> [TEXT EXCERPT]
Hansa Biopharma (Nasdaq Stockholm: HNSA), a trailblazer in enzyme technology aimed at tackling rare immunological diseases, has announced the completion of patient enrollment in its promising phase 2 clinical study of imlifidase for Guillain-Barré Syndrome (GBS). The study’s top-line data is eagerly awaited and set for disclosure in late 2023. Søren Tulstrup, Hansa Biopharma’s CEO and President, highlighted the significance of this study in assessing the therapeutic benefits of the company’s groundbreaking antibody-cleaving enzyme technology for rare immunological disorders.
Conducted across the United Kingdom, France, and the Netherlands, the multi-center, open-label, single-arm phase 2 trial is designed to explore the safety, tolerability, and efficacy of imlifidase in combination with standard-of-care (SoC) intravenous immunoglobulin (IVIg) for GBS patients. Prior to initiating SoC treatment, trial participants received imlifidase. Once the single-arm study’s database is locked, the efficacy outcomes will be compared to a matched external cohort from the International Guillain-Barré Syndrome Outcome Study (IGOS) database, situated at the Erasmus Medical Centre in Rotterdam, Netherlands. The results of this comparative efficacy analysis are slated for release in 2024.

> [EXERCISE AIM]
Please continue the text on Hansa Biopharma's imlifidase trial in Guillain-Barré Syndrome from where it stops.

(Dataset entries)

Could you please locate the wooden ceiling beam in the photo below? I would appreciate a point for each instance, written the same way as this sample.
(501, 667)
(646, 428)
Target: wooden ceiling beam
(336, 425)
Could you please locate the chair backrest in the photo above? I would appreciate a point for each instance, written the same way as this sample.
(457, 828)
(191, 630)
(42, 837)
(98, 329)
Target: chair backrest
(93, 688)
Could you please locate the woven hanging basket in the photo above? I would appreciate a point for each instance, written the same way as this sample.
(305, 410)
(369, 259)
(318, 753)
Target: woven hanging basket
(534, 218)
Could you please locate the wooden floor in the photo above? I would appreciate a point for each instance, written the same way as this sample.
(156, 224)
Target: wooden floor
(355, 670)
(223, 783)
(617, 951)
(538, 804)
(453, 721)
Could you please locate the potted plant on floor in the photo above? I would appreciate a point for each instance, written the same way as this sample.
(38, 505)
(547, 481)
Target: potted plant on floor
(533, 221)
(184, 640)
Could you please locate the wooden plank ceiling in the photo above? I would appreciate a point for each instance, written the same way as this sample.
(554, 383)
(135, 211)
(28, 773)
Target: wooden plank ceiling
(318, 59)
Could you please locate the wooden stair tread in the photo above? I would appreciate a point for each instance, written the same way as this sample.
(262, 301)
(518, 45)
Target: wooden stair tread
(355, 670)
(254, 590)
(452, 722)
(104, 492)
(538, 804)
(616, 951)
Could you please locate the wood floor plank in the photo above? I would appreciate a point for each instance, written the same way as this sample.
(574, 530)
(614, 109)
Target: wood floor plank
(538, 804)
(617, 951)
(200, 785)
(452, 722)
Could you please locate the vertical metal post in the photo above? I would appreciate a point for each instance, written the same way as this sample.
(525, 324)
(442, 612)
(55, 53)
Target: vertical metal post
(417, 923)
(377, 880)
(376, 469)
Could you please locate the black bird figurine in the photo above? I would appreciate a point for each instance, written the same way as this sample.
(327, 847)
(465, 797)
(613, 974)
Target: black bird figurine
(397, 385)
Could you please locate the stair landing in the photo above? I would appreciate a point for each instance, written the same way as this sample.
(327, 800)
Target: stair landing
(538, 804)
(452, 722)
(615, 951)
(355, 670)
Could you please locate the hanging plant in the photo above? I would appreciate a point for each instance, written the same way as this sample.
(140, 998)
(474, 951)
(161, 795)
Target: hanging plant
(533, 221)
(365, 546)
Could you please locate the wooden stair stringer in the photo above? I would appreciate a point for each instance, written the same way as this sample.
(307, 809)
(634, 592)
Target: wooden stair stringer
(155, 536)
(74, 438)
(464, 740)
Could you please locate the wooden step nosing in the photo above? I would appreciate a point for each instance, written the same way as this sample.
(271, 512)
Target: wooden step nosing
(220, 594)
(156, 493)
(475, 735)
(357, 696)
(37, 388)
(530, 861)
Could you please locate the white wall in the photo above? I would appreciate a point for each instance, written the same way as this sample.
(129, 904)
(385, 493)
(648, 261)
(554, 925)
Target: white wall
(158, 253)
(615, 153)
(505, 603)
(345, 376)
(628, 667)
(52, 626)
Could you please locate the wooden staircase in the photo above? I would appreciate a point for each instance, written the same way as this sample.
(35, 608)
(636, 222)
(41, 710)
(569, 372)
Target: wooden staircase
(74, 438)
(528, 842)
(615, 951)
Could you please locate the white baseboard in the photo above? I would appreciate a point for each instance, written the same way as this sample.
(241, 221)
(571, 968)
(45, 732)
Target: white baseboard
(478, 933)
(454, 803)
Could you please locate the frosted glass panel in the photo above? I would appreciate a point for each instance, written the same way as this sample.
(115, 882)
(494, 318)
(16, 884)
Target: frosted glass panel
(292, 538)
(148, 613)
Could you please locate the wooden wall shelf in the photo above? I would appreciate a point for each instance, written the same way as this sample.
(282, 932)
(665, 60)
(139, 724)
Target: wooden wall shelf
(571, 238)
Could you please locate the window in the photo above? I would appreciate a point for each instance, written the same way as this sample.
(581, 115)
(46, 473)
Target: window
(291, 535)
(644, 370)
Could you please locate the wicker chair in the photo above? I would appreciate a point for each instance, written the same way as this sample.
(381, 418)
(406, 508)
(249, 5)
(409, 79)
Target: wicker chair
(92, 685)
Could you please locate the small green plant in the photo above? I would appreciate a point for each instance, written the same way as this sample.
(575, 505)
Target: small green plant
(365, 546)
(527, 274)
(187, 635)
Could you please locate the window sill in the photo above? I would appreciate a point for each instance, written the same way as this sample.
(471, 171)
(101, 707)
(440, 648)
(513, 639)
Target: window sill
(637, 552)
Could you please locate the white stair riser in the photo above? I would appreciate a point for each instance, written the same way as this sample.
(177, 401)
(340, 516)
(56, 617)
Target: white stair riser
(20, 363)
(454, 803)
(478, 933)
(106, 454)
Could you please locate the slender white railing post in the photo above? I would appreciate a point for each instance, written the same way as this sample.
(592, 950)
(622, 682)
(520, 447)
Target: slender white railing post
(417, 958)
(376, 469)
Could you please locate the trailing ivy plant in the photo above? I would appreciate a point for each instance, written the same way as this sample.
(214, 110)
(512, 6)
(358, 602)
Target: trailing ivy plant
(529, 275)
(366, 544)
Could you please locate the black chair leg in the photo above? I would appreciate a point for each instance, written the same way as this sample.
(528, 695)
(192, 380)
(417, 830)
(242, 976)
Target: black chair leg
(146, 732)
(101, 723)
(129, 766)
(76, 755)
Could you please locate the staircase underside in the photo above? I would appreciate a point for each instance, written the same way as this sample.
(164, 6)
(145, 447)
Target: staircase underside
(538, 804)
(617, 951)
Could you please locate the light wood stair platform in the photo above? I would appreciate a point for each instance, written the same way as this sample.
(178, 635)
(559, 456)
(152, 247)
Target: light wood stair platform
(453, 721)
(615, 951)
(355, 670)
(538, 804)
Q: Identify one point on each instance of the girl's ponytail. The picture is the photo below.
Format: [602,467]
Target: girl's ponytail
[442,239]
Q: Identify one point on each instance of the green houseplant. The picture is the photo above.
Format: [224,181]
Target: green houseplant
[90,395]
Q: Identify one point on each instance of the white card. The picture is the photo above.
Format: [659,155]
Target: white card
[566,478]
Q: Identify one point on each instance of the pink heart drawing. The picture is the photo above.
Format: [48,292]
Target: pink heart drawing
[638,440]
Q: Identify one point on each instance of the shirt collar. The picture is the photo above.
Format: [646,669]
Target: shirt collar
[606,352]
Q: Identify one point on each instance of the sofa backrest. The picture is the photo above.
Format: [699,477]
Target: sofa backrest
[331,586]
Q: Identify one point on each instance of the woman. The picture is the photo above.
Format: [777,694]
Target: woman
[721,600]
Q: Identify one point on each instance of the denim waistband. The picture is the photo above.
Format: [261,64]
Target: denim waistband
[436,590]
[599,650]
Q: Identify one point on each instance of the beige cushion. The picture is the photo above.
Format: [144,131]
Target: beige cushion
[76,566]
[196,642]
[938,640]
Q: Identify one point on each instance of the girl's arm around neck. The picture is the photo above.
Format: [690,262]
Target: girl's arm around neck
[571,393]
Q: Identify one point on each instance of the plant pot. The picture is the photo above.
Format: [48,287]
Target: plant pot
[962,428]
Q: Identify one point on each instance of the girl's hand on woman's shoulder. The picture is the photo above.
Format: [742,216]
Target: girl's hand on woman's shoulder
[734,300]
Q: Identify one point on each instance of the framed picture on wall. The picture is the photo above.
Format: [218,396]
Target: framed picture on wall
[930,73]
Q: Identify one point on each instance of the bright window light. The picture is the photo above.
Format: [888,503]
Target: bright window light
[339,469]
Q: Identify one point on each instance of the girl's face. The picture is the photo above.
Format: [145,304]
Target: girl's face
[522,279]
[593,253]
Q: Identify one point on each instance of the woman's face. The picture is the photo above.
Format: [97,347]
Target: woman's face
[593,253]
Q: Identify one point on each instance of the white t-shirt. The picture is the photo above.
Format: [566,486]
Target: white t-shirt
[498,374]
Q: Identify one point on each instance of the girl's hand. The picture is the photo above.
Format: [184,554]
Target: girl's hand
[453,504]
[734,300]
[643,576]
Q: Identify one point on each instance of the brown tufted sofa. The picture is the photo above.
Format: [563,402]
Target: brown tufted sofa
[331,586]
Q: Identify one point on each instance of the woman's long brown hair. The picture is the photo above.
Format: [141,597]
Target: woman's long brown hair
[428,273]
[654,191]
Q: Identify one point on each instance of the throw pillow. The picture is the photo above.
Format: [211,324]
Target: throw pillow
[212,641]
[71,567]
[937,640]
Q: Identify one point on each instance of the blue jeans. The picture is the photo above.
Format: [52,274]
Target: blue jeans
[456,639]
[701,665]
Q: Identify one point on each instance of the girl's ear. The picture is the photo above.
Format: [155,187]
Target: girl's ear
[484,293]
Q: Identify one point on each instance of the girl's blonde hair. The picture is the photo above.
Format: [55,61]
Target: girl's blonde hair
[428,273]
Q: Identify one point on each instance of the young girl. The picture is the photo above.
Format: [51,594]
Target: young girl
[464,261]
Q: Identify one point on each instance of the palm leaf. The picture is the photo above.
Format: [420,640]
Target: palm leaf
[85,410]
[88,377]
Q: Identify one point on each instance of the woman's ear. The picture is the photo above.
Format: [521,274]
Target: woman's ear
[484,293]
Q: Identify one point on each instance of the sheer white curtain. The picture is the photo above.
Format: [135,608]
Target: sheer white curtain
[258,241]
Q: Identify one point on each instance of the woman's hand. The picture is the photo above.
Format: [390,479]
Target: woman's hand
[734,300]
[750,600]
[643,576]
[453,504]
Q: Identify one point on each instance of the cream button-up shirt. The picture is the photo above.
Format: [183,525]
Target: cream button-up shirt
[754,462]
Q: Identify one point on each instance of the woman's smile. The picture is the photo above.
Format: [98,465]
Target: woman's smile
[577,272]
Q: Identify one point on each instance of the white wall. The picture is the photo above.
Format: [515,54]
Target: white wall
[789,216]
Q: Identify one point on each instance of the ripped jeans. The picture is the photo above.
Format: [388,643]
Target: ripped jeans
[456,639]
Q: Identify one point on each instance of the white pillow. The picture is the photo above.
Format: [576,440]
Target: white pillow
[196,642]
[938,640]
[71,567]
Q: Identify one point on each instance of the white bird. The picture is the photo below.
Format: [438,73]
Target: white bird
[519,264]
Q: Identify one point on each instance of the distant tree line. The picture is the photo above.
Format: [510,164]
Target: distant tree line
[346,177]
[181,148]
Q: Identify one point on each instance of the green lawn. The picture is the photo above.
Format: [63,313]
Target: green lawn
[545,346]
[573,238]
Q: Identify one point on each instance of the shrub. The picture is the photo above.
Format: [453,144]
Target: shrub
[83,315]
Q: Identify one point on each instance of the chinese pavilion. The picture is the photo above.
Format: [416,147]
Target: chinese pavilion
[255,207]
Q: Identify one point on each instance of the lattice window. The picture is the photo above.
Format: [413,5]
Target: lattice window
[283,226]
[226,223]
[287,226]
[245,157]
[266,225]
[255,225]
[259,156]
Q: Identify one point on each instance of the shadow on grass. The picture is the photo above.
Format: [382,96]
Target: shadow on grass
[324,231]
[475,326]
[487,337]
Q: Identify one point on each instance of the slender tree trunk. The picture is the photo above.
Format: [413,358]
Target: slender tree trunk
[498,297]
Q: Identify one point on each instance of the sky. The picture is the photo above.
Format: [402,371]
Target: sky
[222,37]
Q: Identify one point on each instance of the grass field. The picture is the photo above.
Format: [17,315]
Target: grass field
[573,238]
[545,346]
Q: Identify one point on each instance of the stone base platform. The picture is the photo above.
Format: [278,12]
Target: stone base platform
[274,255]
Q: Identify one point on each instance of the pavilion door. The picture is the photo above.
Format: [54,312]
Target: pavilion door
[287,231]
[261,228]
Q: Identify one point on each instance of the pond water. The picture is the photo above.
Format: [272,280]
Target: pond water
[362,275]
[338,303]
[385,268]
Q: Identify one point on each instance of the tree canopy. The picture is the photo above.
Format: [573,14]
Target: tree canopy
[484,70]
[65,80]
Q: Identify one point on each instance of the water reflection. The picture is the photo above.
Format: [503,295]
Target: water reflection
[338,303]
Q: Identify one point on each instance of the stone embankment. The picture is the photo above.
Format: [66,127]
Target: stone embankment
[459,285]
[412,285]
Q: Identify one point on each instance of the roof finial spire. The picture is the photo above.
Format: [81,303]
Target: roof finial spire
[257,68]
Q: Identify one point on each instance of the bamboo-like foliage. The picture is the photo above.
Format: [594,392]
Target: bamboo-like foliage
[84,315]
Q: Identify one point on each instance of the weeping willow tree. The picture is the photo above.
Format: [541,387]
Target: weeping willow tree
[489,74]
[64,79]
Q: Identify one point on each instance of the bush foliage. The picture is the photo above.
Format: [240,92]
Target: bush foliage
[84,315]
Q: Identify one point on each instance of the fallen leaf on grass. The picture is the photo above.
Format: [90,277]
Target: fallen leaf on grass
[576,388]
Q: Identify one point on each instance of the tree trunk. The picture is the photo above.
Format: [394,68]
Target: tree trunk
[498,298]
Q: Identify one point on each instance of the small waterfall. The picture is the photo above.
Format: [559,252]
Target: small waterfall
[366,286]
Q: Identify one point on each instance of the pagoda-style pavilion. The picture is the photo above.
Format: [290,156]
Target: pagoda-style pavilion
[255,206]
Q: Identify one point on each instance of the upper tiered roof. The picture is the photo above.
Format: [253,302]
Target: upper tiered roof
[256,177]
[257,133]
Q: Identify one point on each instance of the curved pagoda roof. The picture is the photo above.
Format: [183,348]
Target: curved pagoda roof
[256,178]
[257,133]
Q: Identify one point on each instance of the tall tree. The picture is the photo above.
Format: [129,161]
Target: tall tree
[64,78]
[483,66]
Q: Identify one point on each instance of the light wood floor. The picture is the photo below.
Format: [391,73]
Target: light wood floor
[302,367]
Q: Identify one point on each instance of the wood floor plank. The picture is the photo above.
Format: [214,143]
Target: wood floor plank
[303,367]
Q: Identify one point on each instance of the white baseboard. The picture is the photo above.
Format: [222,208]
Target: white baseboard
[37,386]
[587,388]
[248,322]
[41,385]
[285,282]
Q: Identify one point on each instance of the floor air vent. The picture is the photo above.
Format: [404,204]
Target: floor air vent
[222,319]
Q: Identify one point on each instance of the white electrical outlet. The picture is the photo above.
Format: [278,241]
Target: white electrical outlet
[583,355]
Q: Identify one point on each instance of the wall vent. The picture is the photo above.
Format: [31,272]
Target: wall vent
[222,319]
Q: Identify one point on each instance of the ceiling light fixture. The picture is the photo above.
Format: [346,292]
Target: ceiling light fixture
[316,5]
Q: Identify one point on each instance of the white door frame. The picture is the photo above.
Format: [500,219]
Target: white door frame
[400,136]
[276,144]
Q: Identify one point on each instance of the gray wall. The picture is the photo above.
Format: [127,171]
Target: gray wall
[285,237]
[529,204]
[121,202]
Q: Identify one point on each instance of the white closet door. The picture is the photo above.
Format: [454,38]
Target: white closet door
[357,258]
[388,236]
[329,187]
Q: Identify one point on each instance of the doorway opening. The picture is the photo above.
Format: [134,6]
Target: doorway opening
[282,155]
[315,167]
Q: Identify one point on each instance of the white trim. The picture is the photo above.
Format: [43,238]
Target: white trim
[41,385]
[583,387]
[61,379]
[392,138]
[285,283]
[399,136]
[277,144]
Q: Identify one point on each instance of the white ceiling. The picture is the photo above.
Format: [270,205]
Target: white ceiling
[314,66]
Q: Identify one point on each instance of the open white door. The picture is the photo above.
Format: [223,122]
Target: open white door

> [RESPONSE]
Professor Shahram Attarian, an esteemed authority in the Department of Neuromuscular Diseases and ALS at Hopitaux Universitaires de Marseille (APHM) and the International Coordinating Principal Investigator for the Phase 2 study, underscored the vital role of rapid diagnosis and intervention in GBS management. Imlifidase, by virtue of its innovative approach to quickly and effectively lowering IgG levels, could herald a revolutionary change in treatment options for GBS patients.
Guillain-Barré Syndrome is a rare, acute, paralyzing, and inflammatory condition that impacts the peripheral nervous system, with an annual incidence of 1-2 cases per 100,000 individuals. GBS is marked by the rapid, progressive weakening of the limbs, which can lead to severe paralysis. Under the current standard of care, about 25% of patients require extended mechanical ventilation, and 20% still cannot walk after six months. GBS has a fatality rate of 3-7% with standard care. In 2018, the US Food and Drug Administration awarded Orphan Drug Designation to imlifidase for the treatment of GBS.